Medical centers
facing a crisis in HIV care are forming a coalition to
protect the needs of health centers, clinics, and city and
county health departments that provide care and
services to people with HIV nationwide. The Title III
Coalition will represent medical providers currently funded
through Title III of the Ryan White CARE Act who provide
medicine and services to more than half a million
people living with HIV and who have seen funding stall
as the number of patients increase.
In the United
States, 40,000 people are newly infected with HIV every
year. However, Congress has not upped funding to Title III
providers to keep ahead of the epidemic and bring
medical care to low-income, uninsured, or underinsured
patients. Merceditas Villanueva, project director of
the Title III Program at the Waterbury Hospital ID Clinic in
Waterbury, Conn., said in a statement that the number of HIV
patients at her clinic has more than doubled in 2
1/2 years. "We have risen to the challenge
with limited resources, and we offer our patients some of
the best care available in medicine. For this, we were asked
to take an $8,000 cut in our Title III base funding
levels."
The Title III
Coalition will be assembled with help from the HIV Medicine
Association and the American Academy of HIV Medicine, which
together represent nearly every HIV care provider in
the U.S. The coalition will work to procure adequate
funding for medical providers to fight HIV/AIDS and
the illnesses that arise from the disease like hepatitis,
hypertension, diabetes, and depression.
■ ■ ■ ■ ■
PROBLEMS TO SOLVE.
1) According to the news item on the Title III Coalition, what cut was the Waterbury Hospital ID Clinic asked to take?
2) Duplicate the passage of the news item on the Title III Coalition starting with "Medical centers" and going on through "of patients increase.".

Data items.
■ ■ ■ ■ ■
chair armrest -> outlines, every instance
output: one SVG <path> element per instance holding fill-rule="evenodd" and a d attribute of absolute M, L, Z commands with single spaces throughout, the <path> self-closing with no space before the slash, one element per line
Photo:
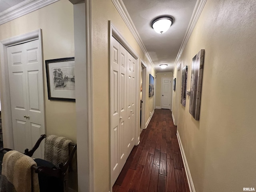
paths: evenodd
<path fill-rule="evenodd" d="M 34 152 L 36 151 L 36 149 L 40 145 L 40 144 L 41 143 L 42 141 L 46 137 L 46 135 L 41 135 L 40 138 L 38 139 L 38 140 L 34 146 L 33 147 L 33 148 L 30 149 L 30 151 L 28 151 L 28 149 L 26 149 L 25 150 L 24 154 L 30 157 L 32 157 L 34 154 Z"/>

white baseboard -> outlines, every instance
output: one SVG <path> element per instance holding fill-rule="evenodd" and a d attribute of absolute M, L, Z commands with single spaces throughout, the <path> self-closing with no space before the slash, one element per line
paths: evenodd
<path fill-rule="evenodd" d="M 148 125 L 148 124 L 149 123 L 149 122 L 150 121 L 150 120 L 151 120 L 151 118 L 152 118 L 152 117 L 153 116 L 153 115 L 154 114 L 154 112 L 155 112 L 155 110 L 154 110 L 154 111 L 153 111 L 153 112 L 151 113 L 151 116 L 149 117 L 149 118 L 148 120 L 148 121 L 147 121 L 147 122 L 146 123 L 146 126 L 145 126 L 145 129 L 147 128 L 147 127 Z"/>
<path fill-rule="evenodd" d="M 175 126 L 177 126 L 177 125 L 175 124 L 175 119 L 174 119 L 174 116 L 173 115 L 173 114 L 172 113 L 172 120 L 173 121 L 173 124 Z"/>
<path fill-rule="evenodd" d="M 177 130 L 177 137 L 178 138 L 178 141 L 179 142 L 179 145 L 180 146 L 180 151 L 181 151 L 181 155 L 182 156 L 183 163 L 184 163 L 184 165 L 185 166 L 185 170 L 186 171 L 186 174 L 187 176 L 187 178 L 188 178 L 188 185 L 189 186 L 189 189 L 191 192 L 196 192 L 195 187 L 194 186 L 193 181 L 192 180 L 192 177 L 191 177 L 190 172 L 189 170 L 189 168 L 188 168 L 188 164 L 187 159 L 186 158 L 186 156 L 185 155 L 183 147 L 182 146 L 182 144 L 181 143 L 181 140 L 180 140 L 180 135 L 179 134 L 179 132 L 178 130 Z"/>

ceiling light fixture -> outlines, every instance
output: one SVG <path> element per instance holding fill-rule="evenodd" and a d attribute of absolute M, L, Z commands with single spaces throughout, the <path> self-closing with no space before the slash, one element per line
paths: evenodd
<path fill-rule="evenodd" d="M 151 22 L 151 27 L 158 33 L 166 32 L 173 22 L 173 19 L 170 16 L 161 16 L 154 19 Z"/>
<path fill-rule="evenodd" d="M 167 65 L 166 64 L 162 64 L 160 65 L 160 66 L 162 69 L 165 69 L 167 67 Z"/>

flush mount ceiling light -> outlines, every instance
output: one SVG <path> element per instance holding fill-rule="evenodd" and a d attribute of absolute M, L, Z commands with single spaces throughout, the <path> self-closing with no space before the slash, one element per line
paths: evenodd
<path fill-rule="evenodd" d="M 167 66 L 167 65 L 166 64 L 162 64 L 162 65 L 160 65 L 160 66 L 162 69 L 165 69 Z"/>
<path fill-rule="evenodd" d="M 156 32 L 162 34 L 166 32 L 173 22 L 172 18 L 169 16 L 161 16 L 156 18 L 151 23 L 151 27 Z"/>

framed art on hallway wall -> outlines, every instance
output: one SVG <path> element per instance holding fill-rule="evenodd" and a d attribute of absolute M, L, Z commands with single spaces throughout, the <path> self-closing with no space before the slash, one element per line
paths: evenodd
<path fill-rule="evenodd" d="M 151 74 L 149 74 L 149 89 L 148 91 L 148 97 L 151 97 L 154 96 L 155 90 L 154 78 Z"/>
<path fill-rule="evenodd" d="M 204 68 L 204 50 L 201 49 L 193 58 L 190 84 L 189 112 L 196 120 L 199 120 L 201 92 Z"/>
<path fill-rule="evenodd" d="M 50 100 L 75 101 L 74 57 L 45 60 Z"/>
<path fill-rule="evenodd" d="M 180 103 L 183 106 L 186 106 L 186 92 L 187 89 L 187 78 L 188 77 L 188 66 L 182 69 L 181 81 L 181 98 Z"/>

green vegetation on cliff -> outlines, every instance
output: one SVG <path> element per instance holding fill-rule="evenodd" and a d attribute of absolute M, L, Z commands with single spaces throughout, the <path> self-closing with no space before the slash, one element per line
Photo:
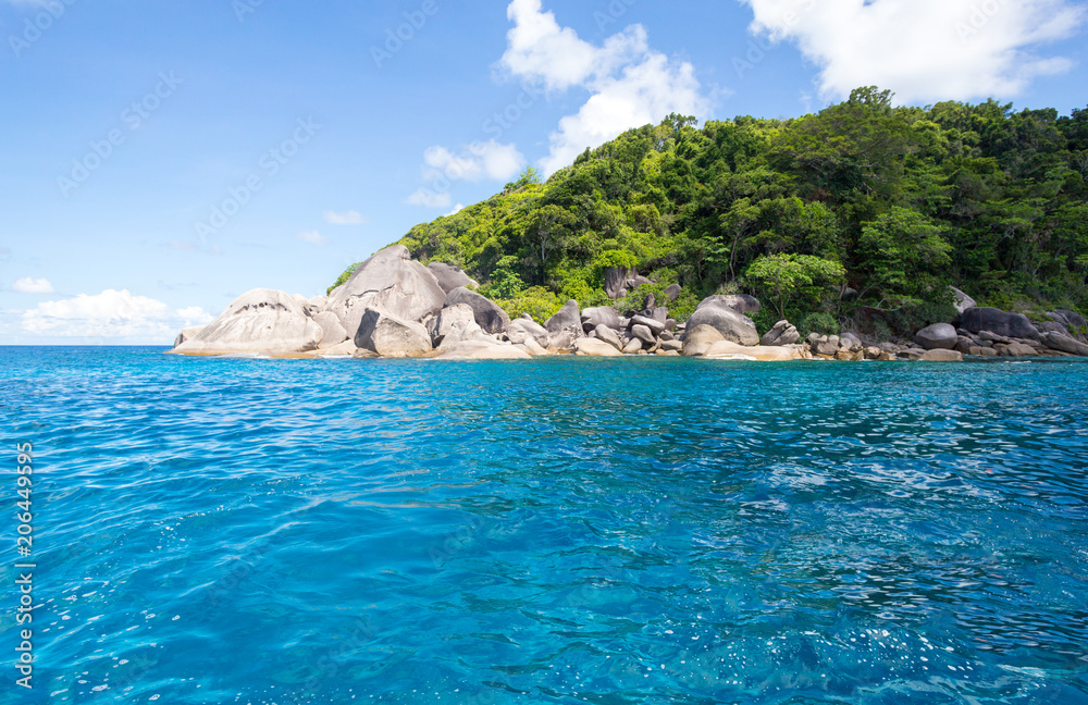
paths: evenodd
<path fill-rule="evenodd" d="M 864 88 L 795 120 L 702 128 L 671 115 L 399 242 L 539 320 L 569 298 L 610 302 L 616 267 L 656 282 L 620 308 L 680 283 L 678 318 L 705 295 L 747 293 L 765 304 L 761 327 L 834 329 L 863 307 L 947 320 L 949 285 L 1004 309 L 1085 310 L 1088 110 L 890 98 Z"/>

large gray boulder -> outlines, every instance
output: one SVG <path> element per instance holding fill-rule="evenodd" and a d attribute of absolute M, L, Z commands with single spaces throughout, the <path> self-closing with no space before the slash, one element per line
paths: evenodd
<path fill-rule="evenodd" d="M 189 327 L 182 330 L 182 332 L 177 334 L 177 337 L 174 338 L 174 347 L 177 347 L 178 345 L 181 345 L 185 341 L 195 338 L 200 333 L 200 331 L 205 330 L 206 327 L 208 327 L 208 326 L 207 325 L 190 325 Z"/>
<path fill-rule="evenodd" d="M 1051 350 L 1061 350 L 1078 357 L 1088 357 L 1088 345 L 1061 333 L 1043 333 L 1042 343 Z"/>
<path fill-rule="evenodd" d="M 321 347 L 332 347 L 351 337 L 344 330 L 344 325 L 331 311 L 321 311 L 313 316 L 313 321 L 321 326 Z"/>
<path fill-rule="evenodd" d="M 598 341 L 604 341 L 617 350 L 623 349 L 623 341 L 619 337 L 619 333 L 617 333 L 615 329 L 607 325 L 598 325 L 593 329 L 593 334 L 597 336 Z"/>
<path fill-rule="evenodd" d="M 482 337 L 475 312 L 468 304 L 454 304 L 442 309 L 435 320 L 431 343 L 435 348 L 448 348 L 463 341 Z"/>
<path fill-rule="evenodd" d="M 635 325 L 644 325 L 655 335 L 659 336 L 665 332 L 665 321 L 658 321 L 655 318 L 648 318 L 645 316 L 635 316 L 631 318 L 631 330 L 634 330 Z"/>
<path fill-rule="evenodd" d="M 619 311 L 611 306 L 596 306 L 582 311 L 582 329 L 588 333 L 598 325 L 607 325 L 614 331 L 622 331 Z"/>
<path fill-rule="evenodd" d="M 294 297 L 254 289 L 236 298 L 219 318 L 175 347 L 180 355 L 292 355 L 316 350 L 324 332 Z"/>
<path fill-rule="evenodd" d="M 509 343 L 494 338 L 462 341 L 444 350 L 436 360 L 530 360 L 532 356 Z"/>
<path fill-rule="evenodd" d="M 333 289 L 326 310 L 354 336 L 367 309 L 420 321 L 441 311 L 445 302 L 446 292 L 431 270 L 413 261 L 408 248 L 393 245 L 360 264 L 343 286 Z"/>
<path fill-rule="evenodd" d="M 574 355 L 585 357 L 623 357 L 614 346 L 597 338 L 578 338 L 574 341 Z"/>
<path fill-rule="evenodd" d="M 922 359 L 926 362 L 963 362 L 963 354 L 948 348 L 930 348 Z"/>
<path fill-rule="evenodd" d="M 506 337 L 515 345 L 523 345 L 527 339 L 532 338 L 537 345 L 547 348 L 547 329 L 532 319 L 520 318 L 510 322 L 510 327 L 506 329 Z"/>
<path fill-rule="evenodd" d="M 781 347 L 793 345 L 801 339 L 801 333 L 789 321 L 779 321 L 759 338 L 759 345 L 765 347 Z"/>
<path fill-rule="evenodd" d="M 839 349 L 848 352 L 856 352 L 858 350 L 864 350 L 865 344 L 862 343 L 862 338 L 857 337 L 850 331 L 846 331 L 839 337 Z"/>
<path fill-rule="evenodd" d="M 431 262 L 426 265 L 426 269 L 431 270 L 434 274 L 435 281 L 438 282 L 438 286 L 446 294 L 453 292 L 459 286 L 480 286 L 480 283 L 465 273 L 459 267 L 454 267 L 453 264 L 446 264 L 445 262 Z"/>
<path fill-rule="evenodd" d="M 653 345 L 657 342 L 657 338 L 654 337 L 654 332 L 645 325 L 632 325 L 631 337 L 642 341 L 646 345 Z"/>
<path fill-rule="evenodd" d="M 314 313 L 318 313 L 320 311 L 324 311 L 325 308 L 327 308 L 327 306 L 329 306 L 329 297 L 327 296 L 313 296 L 313 297 L 307 299 L 306 304 L 307 304 L 307 307 L 308 307 L 307 310 L 310 311 L 310 316 L 313 316 Z"/>
<path fill-rule="evenodd" d="M 445 306 L 467 304 L 475 314 L 477 323 L 487 333 L 505 333 L 510 327 L 510 317 L 498 304 L 489 298 L 459 286 L 446 295 Z"/>
<path fill-rule="evenodd" d="M 948 323 L 936 323 L 914 334 L 914 342 L 924 350 L 951 350 L 960 335 Z"/>
<path fill-rule="evenodd" d="M 720 294 L 715 296 L 707 296 L 705 299 L 700 301 L 695 310 L 698 310 L 706 306 L 717 306 L 720 308 L 732 309 L 738 313 L 758 313 L 763 305 L 759 304 L 759 299 L 754 296 L 749 296 L 747 294 L 733 294 L 730 296 L 721 296 Z"/>
<path fill-rule="evenodd" d="M 758 345 L 759 334 L 755 330 L 755 323 L 743 313 L 739 313 L 732 308 L 706 304 L 692 313 L 688 320 L 688 330 L 694 330 L 700 325 L 709 325 L 721 334 L 726 341 L 731 341 L 740 345 Z"/>
<path fill-rule="evenodd" d="M 690 326 L 683 338 L 683 355 L 684 357 L 701 357 L 706 355 L 706 351 L 715 343 L 725 339 L 718 329 L 713 325 Z"/>
<path fill-rule="evenodd" d="M 548 349 L 572 350 L 574 341 L 583 337 L 582 316 L 578 310 L 578 301 L 571 299 L 559 309 L 559 312 L 544 324 L 548 333 Z"/>
<path fill-rule="evenodd" d="M 363 311 L 355 344 L 388 358 L 421 357 L 431 352 L 431 335 L 422 323 L 374 308 Z"/>
<path fill-rule="evenodd" d="M 989 331 L 1006 337 L 1039 339 L 1039 331 L 1023 313 L 1007 313 L 994 308 L 969 308 L 960 316 L 960 327 L 970 333 Z"/>

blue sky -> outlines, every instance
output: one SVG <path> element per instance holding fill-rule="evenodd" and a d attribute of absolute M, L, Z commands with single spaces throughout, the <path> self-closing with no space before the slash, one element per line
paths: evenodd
■ ■ ■ ■ ■
TASK RESPONSES.
1) An $8,000 cut in its Title III base funding levels.

2)
Medical centers
facing a crisis in HIV care are forming a coalition to
protect the needs of health centers, clinics, and city and
county health departments that provide care and
services to people with HIV nationwide. The Title III
Coalition will represent medical providers currently funded
through Title III of the Ryan White CARE Act who provide
medicine and services to more than half a million
people living with HIV and who have seen funding stall
as the number of patients increase.